##### Trecho do texto #####

Seja como for, o evicto também não está obrigado a reclamar a evicção antes do trânsito em julgado da sentença, pois a prescrição não corre enquanto isso não ocorrer, nos termos do art. 199, III do Código Civil:

Art. 199. Não corre igualmente a prescrição:
I - pendendo condição suspensiva;
II - não estando vencido o prazo;
III - pendendo ação de evicção.

Trata-se de uma causa impeditiva do prazo prescricional, pois somente após o trânsito em julgado da sentença a ser proferida na ação em qeu se discute a evicção, com a decisão sobre a destinação do bem evicto, é que o prazo prescricional volta a correr. (TARTUCE, 2013, p. 213)

3.       Direito Anterior de Terceiro        

Pelo exposto, na falta da cláusula de exclusão de garantia, a responsabilidade do alienante será plena e abarca as seguintes parcelas, nos termos do art. 450:

è  O valor do preço pago, a ser calculado no dia em que ocorreu a evicção;
è  Os frutos que eventualmente o adquirente for obrigado a restituir ao terceiro;
è  Indenização pelos danos emergentes e lucros cessantes
è  Custas judiciais e honorários de advogado

Art. 450. Salvo estipulação em contrário, tem direito o evicto, além da restituição integral do preço ou das quantias que pagou:

I - à indenização dos frutos que tiver sido obrigado a restituir;
II - à indenização pelas despesas dos contratos e pelos prejuízos que diretamente resultarem da evicção;
III - às custas judiciais e aos honorários do advogado por ele constituído.
Parágrafo único. O preço, seja a evicção total ou parcial, será o do valor da coisa, na época em que se evenceu, e proporcional ao desfalque sofrido, no caso de evicção parcial.

Nota-se, portanto, que o valor a ser considerado para fixação do preço do bem é aquele apurado no momento em que houve a perda efetiva da coisa, nos termos do parágrafo único do art. 450.

4.       Espécies de Evição

A evicção poderá ser classificada como total ou parcial conforme “tenha alcançado a totalidade da situação jurídica adquirida ou apenas alguns de seus elementos” (FARIAS; ROSENVALD, 2015, p. 491)

a)       Total

Sendo total a evicção, o evicto terá o direito potestativo de exigir o desfazimento do negócio, com restituição integral da quantia paga, apurada pelo preço vigente ao tempo da evicção, além de exigir o pagamento de frutos, despesas com o contrato, prejuízos diretamente relacionados à evicção, além de custas e honorários de advogado.

b)       Parcial

Se a perda for considerável, o evicto pode optar entre a rescisão do contrato ou pela restituição da parte do preço correspondente ao desfalque sofrido. Por outro lado, não sendo considerável a perda, resta ao evicto apenas o direito à indenização. Seria o caso do evicto que, num lote de 20 automóveis adquiridos, tenha sido privado de 10 deles, por documentação falsa.

##### Dados fornecidos #####

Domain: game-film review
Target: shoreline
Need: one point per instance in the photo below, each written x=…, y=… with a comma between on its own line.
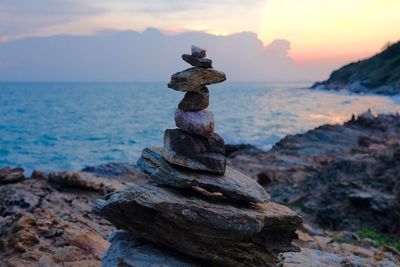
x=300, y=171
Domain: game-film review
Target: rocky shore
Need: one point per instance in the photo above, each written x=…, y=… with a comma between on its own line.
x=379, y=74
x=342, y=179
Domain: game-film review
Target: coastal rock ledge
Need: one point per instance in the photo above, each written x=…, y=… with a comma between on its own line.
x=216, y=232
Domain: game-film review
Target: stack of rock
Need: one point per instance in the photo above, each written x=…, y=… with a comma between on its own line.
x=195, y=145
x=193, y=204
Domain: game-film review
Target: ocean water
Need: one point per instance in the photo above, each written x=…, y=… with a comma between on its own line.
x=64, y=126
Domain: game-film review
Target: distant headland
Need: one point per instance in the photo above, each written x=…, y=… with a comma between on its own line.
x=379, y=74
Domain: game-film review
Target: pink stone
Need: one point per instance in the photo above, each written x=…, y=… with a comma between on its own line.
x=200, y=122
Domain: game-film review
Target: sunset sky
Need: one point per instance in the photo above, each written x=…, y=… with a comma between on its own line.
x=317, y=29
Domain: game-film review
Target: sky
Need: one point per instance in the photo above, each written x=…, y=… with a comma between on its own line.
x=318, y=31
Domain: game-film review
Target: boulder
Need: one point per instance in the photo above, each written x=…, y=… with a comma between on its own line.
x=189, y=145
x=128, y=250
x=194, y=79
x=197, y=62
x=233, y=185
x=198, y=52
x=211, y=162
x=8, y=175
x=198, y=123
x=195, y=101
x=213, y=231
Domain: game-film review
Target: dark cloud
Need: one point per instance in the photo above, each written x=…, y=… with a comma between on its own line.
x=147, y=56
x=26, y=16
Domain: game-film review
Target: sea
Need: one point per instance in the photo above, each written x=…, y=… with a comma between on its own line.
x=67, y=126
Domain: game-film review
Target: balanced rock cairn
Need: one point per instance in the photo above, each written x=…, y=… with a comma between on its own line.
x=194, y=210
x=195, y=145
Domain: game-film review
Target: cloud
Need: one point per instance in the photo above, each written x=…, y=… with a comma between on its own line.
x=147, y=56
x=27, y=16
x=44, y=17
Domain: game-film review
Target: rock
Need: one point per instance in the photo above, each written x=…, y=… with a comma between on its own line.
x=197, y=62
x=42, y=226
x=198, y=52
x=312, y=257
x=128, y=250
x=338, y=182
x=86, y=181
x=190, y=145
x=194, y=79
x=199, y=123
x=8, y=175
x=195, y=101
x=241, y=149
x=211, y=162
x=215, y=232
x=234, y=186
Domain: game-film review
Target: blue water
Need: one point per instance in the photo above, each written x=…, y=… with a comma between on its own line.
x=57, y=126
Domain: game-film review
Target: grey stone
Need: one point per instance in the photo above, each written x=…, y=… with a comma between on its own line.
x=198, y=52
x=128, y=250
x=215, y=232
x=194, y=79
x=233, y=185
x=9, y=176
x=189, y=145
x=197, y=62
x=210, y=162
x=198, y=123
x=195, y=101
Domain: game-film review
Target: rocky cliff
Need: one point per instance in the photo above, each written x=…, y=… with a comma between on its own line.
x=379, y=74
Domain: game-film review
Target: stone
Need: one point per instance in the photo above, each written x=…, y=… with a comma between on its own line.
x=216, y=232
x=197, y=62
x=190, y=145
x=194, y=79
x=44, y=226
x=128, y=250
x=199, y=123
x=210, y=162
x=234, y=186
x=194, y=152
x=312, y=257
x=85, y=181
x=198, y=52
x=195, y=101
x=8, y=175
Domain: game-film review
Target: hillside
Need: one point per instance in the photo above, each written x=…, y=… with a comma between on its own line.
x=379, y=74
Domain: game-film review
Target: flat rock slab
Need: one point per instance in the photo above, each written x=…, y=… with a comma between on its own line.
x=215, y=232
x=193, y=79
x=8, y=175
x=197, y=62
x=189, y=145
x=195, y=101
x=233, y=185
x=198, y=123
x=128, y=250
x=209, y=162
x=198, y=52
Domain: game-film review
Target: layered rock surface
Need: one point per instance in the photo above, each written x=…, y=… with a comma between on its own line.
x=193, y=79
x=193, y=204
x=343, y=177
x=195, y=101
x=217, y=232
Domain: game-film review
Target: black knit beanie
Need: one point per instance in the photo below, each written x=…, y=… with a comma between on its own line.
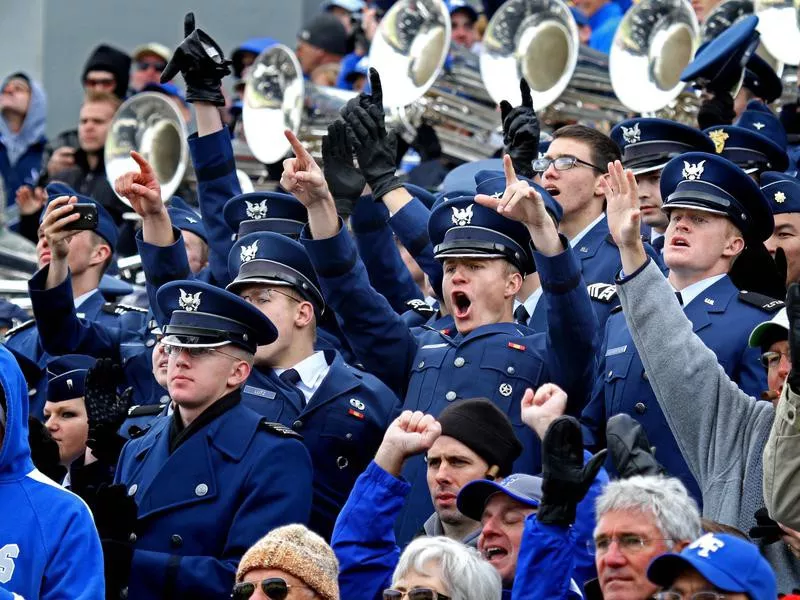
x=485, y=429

#####

- _Requisitos_:
A - Indique se cada afirmação a seguir está de acordo com o trecho sobre evicção, respondendo sim ou não e citando literalmente as palavras decisivas: (i) o preço do bem evicto é calculado no dia da celebração do contrato; (ii) a prescrição não corre enquanto pende ação de evicção; (iii) na evicção parcial, sendo a perda não considerável, o evicto pode optar pela rescisão do contrato.
B - Reproduza fielmente a parte do trecho sobre evicção que vai desde "Nota-se, portanto, que" até "do art. 450.".
Os dados provêm de uma fonte distinta da do trecho.

- _Soluções por tarefa_:
A -
(i) Não: "a ser calculado no dia em que ocorreu a evicção".
(ii) Sim: "Não corre igualmente a prescrição:" e "III - pendendo ação de evicção."
(iii) Não: "não sendo considerável a perda, resta ao evicto apenas o direito à indenização".

B -
Nota-se, portanto, que o valor a ser considerado para fixação do preço do bem é aquele apurado no momento em que houve a perda efetiva da coisa, nos termos do parágrafo único do art. 450.